#### Problem details
Nothing but the lines from the one containing "Query: windblown sand pattern" through the final line of the data should be repeated, and each must be exact.

= = = = =

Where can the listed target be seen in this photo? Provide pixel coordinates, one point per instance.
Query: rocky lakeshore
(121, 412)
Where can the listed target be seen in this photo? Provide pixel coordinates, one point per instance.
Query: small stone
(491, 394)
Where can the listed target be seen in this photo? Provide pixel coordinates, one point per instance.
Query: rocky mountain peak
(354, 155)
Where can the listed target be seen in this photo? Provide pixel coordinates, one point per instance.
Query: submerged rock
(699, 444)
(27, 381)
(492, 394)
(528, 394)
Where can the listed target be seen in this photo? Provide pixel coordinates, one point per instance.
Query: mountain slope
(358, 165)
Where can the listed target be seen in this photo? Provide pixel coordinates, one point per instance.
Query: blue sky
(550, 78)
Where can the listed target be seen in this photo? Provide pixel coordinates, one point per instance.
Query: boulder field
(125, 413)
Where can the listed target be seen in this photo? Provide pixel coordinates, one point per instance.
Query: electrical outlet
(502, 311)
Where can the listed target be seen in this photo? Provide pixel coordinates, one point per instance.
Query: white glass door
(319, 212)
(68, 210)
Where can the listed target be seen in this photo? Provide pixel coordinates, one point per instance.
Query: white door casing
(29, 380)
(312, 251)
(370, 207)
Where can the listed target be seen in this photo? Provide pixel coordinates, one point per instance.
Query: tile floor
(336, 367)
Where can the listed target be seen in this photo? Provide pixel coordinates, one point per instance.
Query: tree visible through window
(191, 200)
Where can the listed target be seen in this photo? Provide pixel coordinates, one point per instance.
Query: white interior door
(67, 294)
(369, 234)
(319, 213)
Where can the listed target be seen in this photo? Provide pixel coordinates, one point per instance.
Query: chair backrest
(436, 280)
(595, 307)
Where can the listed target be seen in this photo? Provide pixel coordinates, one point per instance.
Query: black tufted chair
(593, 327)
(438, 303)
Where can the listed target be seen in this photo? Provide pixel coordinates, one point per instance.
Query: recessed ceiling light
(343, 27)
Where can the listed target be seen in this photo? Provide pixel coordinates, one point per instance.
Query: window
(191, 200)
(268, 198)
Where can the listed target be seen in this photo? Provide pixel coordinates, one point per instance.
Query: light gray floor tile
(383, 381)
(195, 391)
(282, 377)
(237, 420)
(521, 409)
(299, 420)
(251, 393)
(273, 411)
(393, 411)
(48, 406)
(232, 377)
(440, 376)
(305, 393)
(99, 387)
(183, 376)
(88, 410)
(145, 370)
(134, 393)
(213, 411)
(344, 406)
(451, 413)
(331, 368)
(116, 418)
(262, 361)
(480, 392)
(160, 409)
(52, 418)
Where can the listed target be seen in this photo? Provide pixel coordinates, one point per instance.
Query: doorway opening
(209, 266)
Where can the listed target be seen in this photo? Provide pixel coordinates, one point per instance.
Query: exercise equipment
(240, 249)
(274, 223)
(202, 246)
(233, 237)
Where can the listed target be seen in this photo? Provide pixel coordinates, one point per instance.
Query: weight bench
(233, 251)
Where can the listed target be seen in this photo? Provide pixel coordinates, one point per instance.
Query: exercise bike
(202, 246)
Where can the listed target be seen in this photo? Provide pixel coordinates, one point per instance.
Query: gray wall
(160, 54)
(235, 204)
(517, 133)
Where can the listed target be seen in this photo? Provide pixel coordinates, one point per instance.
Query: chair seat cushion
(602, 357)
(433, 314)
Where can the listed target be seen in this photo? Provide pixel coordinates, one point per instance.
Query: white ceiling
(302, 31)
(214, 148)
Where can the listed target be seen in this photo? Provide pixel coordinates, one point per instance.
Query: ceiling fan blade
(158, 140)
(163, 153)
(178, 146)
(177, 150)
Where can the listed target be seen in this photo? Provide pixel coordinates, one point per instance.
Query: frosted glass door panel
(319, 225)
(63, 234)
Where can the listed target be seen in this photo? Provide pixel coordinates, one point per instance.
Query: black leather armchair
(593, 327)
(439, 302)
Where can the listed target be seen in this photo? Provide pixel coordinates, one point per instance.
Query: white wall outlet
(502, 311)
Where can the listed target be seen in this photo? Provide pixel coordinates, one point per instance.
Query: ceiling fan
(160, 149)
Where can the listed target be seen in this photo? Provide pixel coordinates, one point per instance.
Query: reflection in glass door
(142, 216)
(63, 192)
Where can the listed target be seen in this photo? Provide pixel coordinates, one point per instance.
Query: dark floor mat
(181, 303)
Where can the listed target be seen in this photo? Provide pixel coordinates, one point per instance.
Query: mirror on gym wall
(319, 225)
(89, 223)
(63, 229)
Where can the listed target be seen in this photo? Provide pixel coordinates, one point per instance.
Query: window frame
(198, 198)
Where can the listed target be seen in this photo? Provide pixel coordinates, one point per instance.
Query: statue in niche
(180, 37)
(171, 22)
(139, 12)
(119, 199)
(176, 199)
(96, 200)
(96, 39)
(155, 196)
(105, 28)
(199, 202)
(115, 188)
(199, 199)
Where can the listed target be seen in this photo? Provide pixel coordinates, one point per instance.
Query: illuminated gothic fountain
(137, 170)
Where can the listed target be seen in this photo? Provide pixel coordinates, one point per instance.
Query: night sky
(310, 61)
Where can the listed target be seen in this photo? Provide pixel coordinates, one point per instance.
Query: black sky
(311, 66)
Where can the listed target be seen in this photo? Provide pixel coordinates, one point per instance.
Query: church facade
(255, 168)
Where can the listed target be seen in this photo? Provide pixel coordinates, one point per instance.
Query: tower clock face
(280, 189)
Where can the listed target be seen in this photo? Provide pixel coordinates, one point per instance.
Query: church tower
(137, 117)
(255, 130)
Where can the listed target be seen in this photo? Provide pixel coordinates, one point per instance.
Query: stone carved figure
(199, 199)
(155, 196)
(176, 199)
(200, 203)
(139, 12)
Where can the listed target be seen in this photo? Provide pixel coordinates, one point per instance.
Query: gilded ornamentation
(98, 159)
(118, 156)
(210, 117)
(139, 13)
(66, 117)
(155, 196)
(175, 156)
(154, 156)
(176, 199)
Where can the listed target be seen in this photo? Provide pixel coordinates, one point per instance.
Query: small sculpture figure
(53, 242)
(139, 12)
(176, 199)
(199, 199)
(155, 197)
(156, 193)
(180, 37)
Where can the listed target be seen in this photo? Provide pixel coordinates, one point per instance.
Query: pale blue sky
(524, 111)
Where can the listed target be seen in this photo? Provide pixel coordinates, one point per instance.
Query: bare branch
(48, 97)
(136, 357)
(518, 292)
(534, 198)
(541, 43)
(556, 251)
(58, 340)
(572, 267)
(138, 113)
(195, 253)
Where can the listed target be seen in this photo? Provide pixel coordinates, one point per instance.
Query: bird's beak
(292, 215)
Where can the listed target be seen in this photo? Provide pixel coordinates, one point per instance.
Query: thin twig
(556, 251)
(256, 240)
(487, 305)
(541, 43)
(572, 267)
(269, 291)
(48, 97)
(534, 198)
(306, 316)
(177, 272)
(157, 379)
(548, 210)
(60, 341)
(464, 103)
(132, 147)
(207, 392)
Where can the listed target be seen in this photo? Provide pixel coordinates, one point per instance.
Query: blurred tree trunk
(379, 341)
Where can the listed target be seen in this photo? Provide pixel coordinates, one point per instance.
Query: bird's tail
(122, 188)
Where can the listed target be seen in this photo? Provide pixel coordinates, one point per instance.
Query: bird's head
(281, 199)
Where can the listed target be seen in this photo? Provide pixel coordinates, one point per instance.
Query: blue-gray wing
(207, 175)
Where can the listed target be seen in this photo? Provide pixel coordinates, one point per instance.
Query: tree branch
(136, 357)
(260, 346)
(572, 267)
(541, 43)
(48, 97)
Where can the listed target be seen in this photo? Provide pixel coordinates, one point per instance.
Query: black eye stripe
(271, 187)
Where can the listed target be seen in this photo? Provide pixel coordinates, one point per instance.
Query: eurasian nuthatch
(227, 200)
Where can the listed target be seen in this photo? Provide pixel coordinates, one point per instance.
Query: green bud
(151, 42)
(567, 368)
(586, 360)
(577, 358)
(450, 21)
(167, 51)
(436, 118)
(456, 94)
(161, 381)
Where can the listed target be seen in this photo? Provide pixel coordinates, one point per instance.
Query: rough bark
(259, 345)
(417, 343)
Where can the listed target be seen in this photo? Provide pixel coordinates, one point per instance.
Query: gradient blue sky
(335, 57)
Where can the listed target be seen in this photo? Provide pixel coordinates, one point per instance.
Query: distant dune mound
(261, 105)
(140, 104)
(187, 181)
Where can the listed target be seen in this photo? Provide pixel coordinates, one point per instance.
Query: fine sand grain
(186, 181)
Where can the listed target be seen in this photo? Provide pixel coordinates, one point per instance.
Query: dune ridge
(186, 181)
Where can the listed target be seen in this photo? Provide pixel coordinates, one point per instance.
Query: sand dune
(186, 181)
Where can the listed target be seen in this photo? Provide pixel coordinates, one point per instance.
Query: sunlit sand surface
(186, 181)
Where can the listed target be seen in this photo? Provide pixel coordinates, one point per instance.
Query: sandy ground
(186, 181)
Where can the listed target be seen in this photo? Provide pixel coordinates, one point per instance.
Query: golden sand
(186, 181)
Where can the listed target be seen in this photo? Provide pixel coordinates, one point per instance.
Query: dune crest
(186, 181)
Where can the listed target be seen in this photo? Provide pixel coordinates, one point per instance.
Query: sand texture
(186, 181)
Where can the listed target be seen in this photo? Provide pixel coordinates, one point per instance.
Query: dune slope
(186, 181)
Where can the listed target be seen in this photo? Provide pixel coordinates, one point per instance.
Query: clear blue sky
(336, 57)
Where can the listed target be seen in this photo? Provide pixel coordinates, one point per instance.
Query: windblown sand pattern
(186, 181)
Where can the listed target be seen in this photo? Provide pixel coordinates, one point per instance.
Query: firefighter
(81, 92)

= = = = =

#### Exercise solution
Query: windblown sand pattern
(186, 181)
Where can the listed target be seen in this photo? Provide pixel coordinates, one point per instance.
Query: firefighter
(81, 92)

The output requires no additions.